» **RECORDS**

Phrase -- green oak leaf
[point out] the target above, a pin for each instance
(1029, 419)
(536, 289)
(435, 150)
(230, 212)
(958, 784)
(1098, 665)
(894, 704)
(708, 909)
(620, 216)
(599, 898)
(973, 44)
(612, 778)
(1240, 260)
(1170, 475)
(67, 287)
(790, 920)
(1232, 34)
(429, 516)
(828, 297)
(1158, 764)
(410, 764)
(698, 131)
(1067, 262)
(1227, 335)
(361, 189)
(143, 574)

...

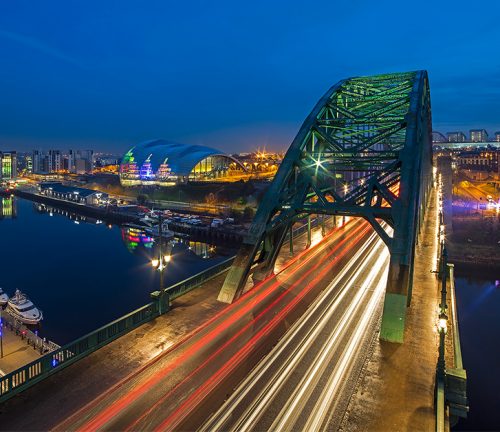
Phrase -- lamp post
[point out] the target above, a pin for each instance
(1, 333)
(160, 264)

---

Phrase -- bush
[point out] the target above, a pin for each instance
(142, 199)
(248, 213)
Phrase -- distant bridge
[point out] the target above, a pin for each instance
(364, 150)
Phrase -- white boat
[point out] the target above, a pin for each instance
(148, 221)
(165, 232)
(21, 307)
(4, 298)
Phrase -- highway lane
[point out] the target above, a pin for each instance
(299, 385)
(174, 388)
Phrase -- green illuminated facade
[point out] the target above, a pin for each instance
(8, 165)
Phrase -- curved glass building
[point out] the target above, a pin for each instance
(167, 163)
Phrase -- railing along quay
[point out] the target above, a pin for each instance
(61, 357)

» **AIM OF THE EXERCISE**
Go through the data and return each line where the word "Phrase" appears.

» **SOLUTION BELOW**
Phrase -- green oak leaf
Phrase -- lamp post
Phrase -- bush
Phrase -- distant bridge
Phrase -- white boat
Phrase -- highway lane
Phrase -- green illuminated facade
Phrase -- curved glass building
Phrase -- railing along quay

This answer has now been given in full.